» TASK BRIEF: Your task is to write out exactly the lines from the line containing "Target: camouflage trousers" through the end of the records, inclusive at both ends.

┌────────

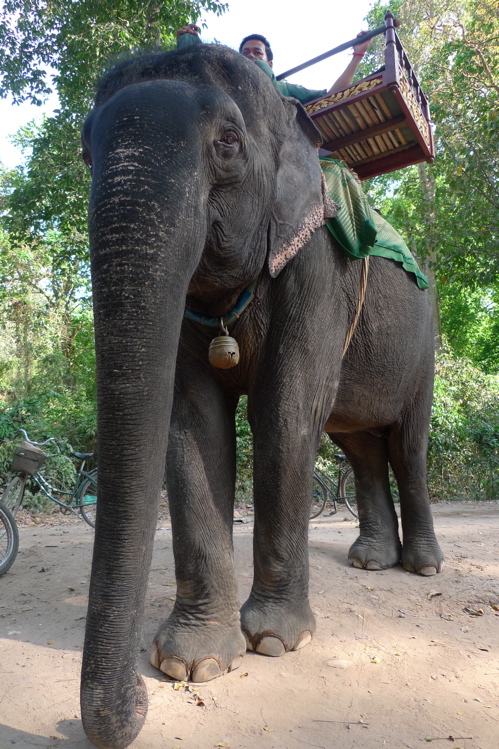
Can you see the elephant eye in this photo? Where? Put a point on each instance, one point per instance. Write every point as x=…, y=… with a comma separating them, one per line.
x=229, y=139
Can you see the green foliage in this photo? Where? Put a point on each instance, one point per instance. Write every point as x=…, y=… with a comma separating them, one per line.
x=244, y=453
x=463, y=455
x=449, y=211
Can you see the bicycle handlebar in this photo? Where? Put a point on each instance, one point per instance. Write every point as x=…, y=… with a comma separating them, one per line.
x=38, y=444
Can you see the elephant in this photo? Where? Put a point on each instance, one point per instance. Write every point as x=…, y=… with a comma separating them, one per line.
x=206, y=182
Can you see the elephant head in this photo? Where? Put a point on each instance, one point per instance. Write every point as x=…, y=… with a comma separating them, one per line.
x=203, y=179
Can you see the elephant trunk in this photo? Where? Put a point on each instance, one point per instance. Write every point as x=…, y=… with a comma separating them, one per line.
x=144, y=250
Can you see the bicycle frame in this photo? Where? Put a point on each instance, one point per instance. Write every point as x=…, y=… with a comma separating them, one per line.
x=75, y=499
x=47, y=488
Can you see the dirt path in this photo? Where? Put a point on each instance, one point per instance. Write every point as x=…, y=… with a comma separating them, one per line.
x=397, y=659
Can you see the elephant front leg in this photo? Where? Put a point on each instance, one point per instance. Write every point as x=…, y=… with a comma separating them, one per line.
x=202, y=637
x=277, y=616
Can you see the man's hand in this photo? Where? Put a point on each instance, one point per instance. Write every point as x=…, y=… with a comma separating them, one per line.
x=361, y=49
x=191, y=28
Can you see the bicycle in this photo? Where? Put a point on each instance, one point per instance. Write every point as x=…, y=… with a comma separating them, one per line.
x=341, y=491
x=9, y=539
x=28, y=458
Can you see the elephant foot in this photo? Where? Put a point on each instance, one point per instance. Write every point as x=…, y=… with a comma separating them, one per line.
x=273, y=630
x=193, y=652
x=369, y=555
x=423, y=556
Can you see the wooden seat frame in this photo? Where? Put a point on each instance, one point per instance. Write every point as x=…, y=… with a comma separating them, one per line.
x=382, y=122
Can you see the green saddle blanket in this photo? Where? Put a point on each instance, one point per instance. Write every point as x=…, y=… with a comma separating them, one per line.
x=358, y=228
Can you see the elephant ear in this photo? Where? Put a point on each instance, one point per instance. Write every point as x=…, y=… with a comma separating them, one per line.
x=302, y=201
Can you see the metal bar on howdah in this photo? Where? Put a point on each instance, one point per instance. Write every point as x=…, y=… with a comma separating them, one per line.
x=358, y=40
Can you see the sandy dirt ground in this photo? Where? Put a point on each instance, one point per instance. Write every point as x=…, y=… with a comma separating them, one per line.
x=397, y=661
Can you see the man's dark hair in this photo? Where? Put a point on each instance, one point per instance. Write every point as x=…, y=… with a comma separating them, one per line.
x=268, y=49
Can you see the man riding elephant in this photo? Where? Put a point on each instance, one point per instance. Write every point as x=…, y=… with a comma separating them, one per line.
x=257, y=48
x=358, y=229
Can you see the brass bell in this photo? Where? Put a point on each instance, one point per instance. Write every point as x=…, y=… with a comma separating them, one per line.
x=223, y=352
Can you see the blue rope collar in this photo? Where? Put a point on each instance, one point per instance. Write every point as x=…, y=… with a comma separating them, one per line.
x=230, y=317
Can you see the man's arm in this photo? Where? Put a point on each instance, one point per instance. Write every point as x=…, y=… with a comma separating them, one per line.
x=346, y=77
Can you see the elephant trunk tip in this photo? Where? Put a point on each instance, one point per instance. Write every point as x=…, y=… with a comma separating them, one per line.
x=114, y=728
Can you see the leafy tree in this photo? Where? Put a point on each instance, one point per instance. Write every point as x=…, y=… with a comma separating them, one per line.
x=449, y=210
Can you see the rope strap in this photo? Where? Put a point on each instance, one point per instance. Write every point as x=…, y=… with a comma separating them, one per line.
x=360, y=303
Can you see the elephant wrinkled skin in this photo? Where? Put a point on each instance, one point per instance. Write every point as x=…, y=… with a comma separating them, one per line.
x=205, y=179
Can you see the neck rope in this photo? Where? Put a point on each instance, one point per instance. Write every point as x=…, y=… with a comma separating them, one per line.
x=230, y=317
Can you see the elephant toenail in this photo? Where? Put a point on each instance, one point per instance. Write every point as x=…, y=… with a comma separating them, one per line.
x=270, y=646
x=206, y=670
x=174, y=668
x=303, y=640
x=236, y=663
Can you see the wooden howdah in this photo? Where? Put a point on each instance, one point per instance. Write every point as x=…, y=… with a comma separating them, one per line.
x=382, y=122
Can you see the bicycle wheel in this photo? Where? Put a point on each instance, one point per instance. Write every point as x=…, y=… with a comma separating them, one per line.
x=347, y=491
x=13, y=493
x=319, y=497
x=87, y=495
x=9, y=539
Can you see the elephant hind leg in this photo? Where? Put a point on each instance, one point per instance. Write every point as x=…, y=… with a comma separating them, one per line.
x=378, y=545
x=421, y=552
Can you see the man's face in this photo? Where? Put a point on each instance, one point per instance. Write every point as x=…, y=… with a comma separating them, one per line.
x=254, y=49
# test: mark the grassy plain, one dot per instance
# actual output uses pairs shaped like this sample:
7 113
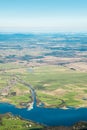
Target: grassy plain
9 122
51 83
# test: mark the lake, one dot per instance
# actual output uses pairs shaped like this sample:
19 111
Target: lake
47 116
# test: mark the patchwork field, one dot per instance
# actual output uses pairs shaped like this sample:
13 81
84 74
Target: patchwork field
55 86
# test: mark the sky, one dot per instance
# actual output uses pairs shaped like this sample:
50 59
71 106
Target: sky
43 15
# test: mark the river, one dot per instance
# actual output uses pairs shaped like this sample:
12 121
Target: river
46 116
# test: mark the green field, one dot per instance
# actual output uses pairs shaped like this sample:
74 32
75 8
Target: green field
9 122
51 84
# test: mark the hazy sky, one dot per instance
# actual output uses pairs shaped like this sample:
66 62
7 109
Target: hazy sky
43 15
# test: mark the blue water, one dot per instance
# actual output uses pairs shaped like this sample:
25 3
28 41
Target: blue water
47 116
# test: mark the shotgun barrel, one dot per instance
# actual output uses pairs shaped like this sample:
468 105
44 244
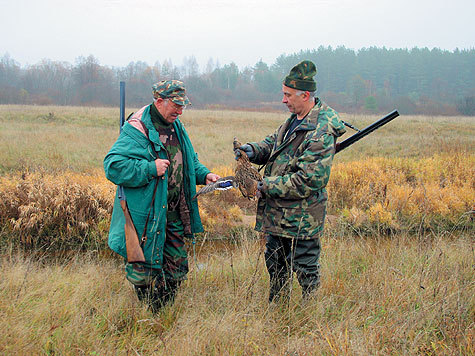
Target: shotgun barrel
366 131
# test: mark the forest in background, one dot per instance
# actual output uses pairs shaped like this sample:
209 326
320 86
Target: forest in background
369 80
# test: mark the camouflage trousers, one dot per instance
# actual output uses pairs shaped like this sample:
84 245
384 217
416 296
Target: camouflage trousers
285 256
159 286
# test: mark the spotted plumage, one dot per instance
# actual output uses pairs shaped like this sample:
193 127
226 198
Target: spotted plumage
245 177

└────────

» SOLUTION FOR THIS EXERCISE:
Target: camouflage trousers
285 256
159 286
# test: mark the spotted plumage, one dot per instance
# actual output uses pairs shaped like this sample:
193 127
226 198
Target: spotted plumage
245 177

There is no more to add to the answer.